§ **Problem requirements**: All of the records below need to be returned exactly.
====== Supplied records
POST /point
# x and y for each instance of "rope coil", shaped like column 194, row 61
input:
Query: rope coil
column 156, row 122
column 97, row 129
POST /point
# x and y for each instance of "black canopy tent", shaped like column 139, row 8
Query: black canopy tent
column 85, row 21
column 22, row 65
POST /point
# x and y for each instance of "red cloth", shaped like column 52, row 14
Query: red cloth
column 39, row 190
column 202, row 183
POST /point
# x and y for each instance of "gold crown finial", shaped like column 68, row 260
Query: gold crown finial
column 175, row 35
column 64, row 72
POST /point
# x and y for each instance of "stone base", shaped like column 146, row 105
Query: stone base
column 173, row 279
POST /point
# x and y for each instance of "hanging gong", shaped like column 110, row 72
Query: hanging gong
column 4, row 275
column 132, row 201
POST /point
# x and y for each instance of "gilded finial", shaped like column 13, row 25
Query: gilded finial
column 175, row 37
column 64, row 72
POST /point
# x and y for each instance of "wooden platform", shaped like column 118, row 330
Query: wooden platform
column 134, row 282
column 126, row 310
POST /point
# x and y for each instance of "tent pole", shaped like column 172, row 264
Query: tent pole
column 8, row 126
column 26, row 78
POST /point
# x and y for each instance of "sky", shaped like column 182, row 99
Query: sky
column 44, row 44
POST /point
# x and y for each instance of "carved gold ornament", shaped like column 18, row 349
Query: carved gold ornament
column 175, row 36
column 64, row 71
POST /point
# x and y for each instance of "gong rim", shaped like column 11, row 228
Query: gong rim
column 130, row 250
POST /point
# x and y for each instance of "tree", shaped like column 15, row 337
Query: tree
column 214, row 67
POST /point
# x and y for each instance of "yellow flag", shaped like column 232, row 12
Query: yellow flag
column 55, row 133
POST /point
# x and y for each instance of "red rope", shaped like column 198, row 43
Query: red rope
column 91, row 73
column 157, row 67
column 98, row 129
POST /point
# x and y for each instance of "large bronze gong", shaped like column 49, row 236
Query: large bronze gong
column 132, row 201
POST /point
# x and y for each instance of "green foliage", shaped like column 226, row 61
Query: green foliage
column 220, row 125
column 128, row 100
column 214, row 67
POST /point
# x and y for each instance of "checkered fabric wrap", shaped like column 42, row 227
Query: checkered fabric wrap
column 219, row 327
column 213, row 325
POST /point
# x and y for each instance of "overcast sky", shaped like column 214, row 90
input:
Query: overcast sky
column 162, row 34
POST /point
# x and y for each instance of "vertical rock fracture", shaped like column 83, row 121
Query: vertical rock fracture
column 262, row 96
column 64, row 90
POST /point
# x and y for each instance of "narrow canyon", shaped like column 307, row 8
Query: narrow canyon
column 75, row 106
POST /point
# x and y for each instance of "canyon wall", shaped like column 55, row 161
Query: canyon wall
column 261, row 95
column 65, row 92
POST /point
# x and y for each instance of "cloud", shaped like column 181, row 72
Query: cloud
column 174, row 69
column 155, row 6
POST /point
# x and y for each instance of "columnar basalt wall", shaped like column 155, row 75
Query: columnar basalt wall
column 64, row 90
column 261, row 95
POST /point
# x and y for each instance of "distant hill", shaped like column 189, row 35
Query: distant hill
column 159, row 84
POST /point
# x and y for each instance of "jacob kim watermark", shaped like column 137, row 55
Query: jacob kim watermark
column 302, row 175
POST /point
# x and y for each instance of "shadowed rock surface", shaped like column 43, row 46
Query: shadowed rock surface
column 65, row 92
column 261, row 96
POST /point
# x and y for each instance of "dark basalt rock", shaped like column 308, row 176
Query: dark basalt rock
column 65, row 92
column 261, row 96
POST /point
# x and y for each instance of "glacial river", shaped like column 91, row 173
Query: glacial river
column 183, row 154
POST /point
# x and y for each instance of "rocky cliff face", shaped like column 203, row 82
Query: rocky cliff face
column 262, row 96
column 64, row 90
============
§ **Result for this exercise**:
POST /point
# x and y for each instance of "rope coil", shaped like column 194, row 61
input:
Query: rope coil
column 156, row 122
column 97, row 129
POST /point
# x and y for each instance of "black canopy tent", shaped like column 139, row 8
Query: black canopy tent
column 85, row 21
column 22, row 65
POST /point
# x and y for each instance of "red cloth", shaped like column 52, row 14
Query: red cloth
column 39, row 190
column 202, row 183
POST /point
# x and y for each instance of "gold crown finial", shaped like column 68, row 260
Query: gold crown finial
column 175, row 35
column 64, row 72
POST /point
# x and y for each instance of "stone base", shaped like column 146, row 105
Query: stone base
column 173, row 279
POST /point
# x and y for each instance of "hanging gong", shaped like column 110, row 72
Query: hanging gong
column 4, row 275
column 132, row 201
POST /point
# x and y for each instance of "gilded finial", shaped like column 13, row 25
Query: gilded finial
column 175, row 37
column 64, row 72
POST /point
# x and y for each instance of "wooden platform", shaped like column 118, row 330
Query: wooden platform
column 134, row 282
column 126, row 310
POST /point
# x and y for each instance of "tent pole", shaped like column 172, row 264
Query: tent pole
column 8, row 126
column 26, row 78
POST /point
# x and y for each instance of "sky", shaped like column 182, row 99
Query: sky
column 44, row 44
POST /point
# x and y for each instance of "carved gold ornament", shaped like column 18, row 349
Query: carved gold ornament
column 175, row 36
column 64, row 71
POST /point
# x and y for each instance of "gong rim", shaped like column 11, row 228
Query: gong rim
column 130, row 250
POST /point
# x and y for each instance of "tree", shaped like column 15, row 337
Query: tree
column 214, row 67
POST /point
# x and y for each instance of "yellow flag", shaped like column 232, row 12
Query: yellow flag
column 55, row 133
POST /point
# x and y for each instance of "red rope", shaped like column 198, row 43
Query: red rope
column 91, row 73
column 157, row 67
column 98, row 129
POST /point
# x and y for each instance of "large bronze gong", shaped like column 49, row 236
Query: large bronze gong
column 132, row 201
POST /point
# x and y for each instance of "green foliage", shaped like column 226, row 61
Query: green foliage
column 220, row 125
column 128, row 100
column 214, row 67
POST /point
# x and y for each instance of "checkered fabric wrap", shaped like column 42, row 227
Query: checkered fabric wrap
column 219, row 327
column 213, row 325
POST /point
# x and y for each instance of "overcast sky", shaped like column 214, row 90
input:
Query: overcast sky
column 162, row 34
POST /point
# x and y for each instance of "vertical rock fracture", shaped like column 83, row 121
Query: vertical rock fracture
column 262, row 96
column 64, row 90
POST /point
# x and y for each instance of "narrow canyon", shaped like column 307, row 8
Query: narrow canyon
column 75, row 106
POST /point
# x and y for each instance of "canyon wall", shaped like column 55, row 161
Query: canyon wall
column 261, row 95
column 65, row 92
POST /point
# x and y for each instance of "cloud", shaped like column 181, row 72
Query: cloud
column 174, row 69
column 155, row 6
POST /point
# x and y for each instance of "columnar basalt wall", shaped like column 155, row 75
Query: columnar basalt wall
column 64, row 90
column 261, row 95
POST /point
# x and y for each instance of "distant hill", shaped like column 189, row 35
Query: distant hill
column 159, row 84
POST /point
# x and y for each instance of "jacob kim watermark", shaped like column 137, row 55
Query: jacob kim watermark
column 302, row 175
POST /point
# x and y for each instance of "shadowed rock surface", shaped like column 43, row 46
Query: shadowed rock surface
column 65, row 92
column 261, row 96
POST /point
# x and y for each instance of "dark basalt rock", shaped like column 308, row 176
Query: dark basalt rock
column 65, row 92
column 261, row 96
POST /point
# x and y for each instance of "glacial river", shaped like column 91, row 173
Query: glacial river
column 183, row 154
POST /point
# x and y for each instance of "rocky cliff face", shaped like column 203, row 82
Query: rocky cliff face
column 262, row 96
column 64, row 90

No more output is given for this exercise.